Your instructions >> Please repeat the items below, from the first one through the line with "[(636, 218)]", substituting "notebook" for "laptop" and leaving everything else unchanged.
▬▬▬
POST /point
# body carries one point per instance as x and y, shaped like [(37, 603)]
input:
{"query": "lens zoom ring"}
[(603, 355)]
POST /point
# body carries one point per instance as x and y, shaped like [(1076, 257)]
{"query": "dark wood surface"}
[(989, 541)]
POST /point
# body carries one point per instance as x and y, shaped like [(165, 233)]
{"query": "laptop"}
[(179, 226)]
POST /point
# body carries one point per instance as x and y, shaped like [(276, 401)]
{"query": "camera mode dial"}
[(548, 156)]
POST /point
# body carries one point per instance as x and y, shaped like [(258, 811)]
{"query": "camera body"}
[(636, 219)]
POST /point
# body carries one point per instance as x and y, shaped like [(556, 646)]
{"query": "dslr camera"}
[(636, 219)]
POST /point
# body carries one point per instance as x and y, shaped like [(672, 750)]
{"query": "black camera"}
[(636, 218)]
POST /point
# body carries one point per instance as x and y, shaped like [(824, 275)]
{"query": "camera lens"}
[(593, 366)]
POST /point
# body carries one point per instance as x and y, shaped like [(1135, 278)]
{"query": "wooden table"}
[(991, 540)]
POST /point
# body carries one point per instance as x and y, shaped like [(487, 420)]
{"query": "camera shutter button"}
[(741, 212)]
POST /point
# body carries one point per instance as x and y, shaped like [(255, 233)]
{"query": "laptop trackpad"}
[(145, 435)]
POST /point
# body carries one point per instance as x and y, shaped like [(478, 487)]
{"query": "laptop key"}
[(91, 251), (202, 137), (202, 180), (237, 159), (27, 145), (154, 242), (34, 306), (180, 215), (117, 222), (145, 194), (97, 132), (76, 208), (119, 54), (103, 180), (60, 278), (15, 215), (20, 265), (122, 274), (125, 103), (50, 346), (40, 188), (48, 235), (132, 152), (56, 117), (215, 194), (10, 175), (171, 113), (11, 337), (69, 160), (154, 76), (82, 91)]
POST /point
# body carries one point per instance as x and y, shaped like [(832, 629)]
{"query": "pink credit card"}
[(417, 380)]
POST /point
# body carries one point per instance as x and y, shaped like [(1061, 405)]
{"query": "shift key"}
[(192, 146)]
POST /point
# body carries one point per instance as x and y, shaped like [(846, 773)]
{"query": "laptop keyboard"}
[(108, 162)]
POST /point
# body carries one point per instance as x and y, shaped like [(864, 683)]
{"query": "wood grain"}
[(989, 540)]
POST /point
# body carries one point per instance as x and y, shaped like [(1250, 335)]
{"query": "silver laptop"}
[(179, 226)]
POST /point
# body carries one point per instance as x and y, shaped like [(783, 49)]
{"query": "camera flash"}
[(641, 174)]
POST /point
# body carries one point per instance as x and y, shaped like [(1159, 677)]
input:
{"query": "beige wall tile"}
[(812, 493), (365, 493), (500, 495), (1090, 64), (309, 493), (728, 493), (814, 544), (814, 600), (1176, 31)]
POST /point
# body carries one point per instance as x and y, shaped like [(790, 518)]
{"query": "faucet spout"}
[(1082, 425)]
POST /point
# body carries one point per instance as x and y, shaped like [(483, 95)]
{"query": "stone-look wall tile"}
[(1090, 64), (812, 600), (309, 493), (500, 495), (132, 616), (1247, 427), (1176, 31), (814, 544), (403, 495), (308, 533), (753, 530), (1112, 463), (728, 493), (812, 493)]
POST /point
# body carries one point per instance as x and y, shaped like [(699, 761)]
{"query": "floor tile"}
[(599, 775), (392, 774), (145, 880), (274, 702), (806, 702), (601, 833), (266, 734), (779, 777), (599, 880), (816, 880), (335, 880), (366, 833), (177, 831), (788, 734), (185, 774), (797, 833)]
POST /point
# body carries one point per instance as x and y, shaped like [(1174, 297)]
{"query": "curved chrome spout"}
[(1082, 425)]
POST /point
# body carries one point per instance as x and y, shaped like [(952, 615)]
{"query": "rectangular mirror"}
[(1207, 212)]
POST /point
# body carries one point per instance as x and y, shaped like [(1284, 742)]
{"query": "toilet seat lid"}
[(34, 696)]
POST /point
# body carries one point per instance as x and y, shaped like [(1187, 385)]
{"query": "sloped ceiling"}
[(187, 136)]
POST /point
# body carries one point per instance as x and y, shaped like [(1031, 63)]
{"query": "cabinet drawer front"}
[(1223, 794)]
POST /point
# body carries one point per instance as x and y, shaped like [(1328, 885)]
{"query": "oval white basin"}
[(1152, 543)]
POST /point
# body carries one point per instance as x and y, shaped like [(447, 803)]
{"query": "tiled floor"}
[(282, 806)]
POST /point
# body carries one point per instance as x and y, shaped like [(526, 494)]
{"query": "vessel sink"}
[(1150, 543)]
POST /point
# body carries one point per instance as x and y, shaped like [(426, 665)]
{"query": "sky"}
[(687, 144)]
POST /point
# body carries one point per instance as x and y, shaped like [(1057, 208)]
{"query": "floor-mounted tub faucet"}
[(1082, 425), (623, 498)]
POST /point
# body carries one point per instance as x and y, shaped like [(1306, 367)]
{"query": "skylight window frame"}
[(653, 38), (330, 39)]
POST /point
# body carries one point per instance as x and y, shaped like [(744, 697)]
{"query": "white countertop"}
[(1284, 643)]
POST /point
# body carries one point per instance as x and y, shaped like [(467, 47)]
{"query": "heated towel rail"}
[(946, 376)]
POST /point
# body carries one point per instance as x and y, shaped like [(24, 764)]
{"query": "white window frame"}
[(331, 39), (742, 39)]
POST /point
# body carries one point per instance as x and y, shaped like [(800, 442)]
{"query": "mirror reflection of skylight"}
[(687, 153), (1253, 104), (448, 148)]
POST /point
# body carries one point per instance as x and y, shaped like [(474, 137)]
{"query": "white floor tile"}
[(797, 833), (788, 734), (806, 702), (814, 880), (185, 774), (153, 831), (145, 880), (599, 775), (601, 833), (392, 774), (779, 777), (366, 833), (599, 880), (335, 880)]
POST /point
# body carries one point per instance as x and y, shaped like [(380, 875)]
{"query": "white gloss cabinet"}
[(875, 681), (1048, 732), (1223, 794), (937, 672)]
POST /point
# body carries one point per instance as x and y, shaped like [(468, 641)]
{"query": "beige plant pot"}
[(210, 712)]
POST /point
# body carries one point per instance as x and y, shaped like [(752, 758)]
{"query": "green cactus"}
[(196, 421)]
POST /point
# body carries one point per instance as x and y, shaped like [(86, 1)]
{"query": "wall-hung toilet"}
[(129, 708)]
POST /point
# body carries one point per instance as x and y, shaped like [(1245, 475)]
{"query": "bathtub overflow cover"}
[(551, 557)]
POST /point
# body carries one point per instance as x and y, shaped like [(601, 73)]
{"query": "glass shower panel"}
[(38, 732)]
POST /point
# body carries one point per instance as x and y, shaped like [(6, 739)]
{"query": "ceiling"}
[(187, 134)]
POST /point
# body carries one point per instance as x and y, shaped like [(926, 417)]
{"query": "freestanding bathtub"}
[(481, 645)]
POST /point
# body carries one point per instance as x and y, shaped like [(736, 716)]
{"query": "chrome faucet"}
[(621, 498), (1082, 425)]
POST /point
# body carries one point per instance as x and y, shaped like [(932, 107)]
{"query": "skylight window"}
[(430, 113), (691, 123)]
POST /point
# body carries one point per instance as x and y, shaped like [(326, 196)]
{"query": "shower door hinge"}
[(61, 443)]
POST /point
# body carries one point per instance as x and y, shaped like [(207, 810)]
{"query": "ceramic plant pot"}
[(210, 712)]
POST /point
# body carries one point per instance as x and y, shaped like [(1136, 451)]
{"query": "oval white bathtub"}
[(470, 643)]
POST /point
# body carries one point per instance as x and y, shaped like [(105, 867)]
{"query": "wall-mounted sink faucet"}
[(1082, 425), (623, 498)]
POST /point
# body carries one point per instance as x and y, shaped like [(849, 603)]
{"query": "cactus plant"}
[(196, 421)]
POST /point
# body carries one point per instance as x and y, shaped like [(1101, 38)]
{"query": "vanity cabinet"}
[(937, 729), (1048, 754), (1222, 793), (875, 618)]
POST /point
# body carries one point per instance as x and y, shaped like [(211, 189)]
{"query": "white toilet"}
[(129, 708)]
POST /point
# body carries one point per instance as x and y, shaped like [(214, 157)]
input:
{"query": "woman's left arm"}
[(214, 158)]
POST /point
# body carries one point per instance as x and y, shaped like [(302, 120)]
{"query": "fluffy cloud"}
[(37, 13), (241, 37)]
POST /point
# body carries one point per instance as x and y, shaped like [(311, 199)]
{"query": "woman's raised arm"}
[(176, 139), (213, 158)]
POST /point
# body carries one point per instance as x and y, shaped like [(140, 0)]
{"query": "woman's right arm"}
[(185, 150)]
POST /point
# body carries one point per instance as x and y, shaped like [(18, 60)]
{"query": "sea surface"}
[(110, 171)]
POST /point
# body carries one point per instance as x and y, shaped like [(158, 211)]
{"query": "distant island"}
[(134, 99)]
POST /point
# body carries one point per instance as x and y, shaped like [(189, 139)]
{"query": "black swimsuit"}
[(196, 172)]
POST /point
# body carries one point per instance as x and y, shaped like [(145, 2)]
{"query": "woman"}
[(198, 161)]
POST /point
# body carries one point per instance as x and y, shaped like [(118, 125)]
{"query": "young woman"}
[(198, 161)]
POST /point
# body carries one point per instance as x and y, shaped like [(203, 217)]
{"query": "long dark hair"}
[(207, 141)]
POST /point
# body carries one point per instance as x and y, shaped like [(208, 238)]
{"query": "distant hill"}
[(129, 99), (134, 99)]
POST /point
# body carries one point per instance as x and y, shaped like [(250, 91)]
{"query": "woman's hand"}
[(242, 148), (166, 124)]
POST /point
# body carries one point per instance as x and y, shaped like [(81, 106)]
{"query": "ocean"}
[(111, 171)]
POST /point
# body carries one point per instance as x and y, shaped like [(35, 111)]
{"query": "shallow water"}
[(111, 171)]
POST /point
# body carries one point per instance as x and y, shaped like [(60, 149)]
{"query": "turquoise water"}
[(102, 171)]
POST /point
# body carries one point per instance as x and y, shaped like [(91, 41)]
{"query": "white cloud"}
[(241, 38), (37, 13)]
▬▬▬
Solution to this problem >>
POST /point
# body carries one point per instance as x and y, shaped like [(37, 603)]
input:
{"query": "lens zoom ring"}
[(603, 355)]
POST /point
# body carries one point per instance as x and y, shaped like [(1076, 257)]
{"query": "dark wood surface"}
[(989, 541)]
POST /point
# body carries one point per instance as x and y, shaped like [(165, 233)]
{"query": "notebook"}
[(179, 226)]
POST /point
# body carries one point per instance as x and y, shaped like [(276, 401)]
{"query": "camera mode dial"}
[(548, 156)]
POST /point
# body carries one point per instance as x and y, shaped like [(258, 811)]
{"query": "camera body"}
[(636, 219)]
POST /point
# body carries one point per instance as x and y, shaped like [(556, 646)]
{"query": "dslr camera"}
[(636, 219)]
POST /point
# body carries one point per instance as x and y, shaped like [(672, 750)]
{"query": "black camera"}
[(636, 218)]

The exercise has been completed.